Start of MATERIAL FOR THE TASK

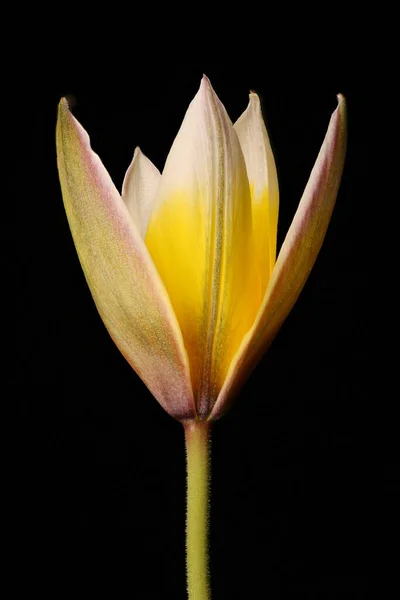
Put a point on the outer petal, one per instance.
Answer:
(121, 276)
(261, 171)
(199, 236)
(139, 189)
(296, 258)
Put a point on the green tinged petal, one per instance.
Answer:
(122, 278)
(296, 258)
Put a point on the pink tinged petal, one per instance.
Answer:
(200, 238)
(124, 283)
(263, 179)
(139, 189)
(296, 258)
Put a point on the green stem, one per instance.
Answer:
(197, 438)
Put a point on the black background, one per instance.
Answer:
(302, 474)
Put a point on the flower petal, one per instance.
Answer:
(296, 258)
(139, 189)
(199, 236)
(263, 179)
(124, 283)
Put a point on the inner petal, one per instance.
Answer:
(200, 238)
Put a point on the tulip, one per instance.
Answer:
(182, 266)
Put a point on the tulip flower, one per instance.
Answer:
(182, 265)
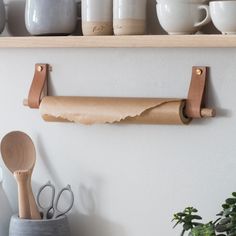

End of MATERIAL FOR THE TASK

- WRITTEN TASK
Collect every line in the items above that contains the string "green", matching case exactly.

- RESULT OF THIS EXERCISE
Put a point on the green tinged petal, one per instance.
Put a point on the green stem, one per instance.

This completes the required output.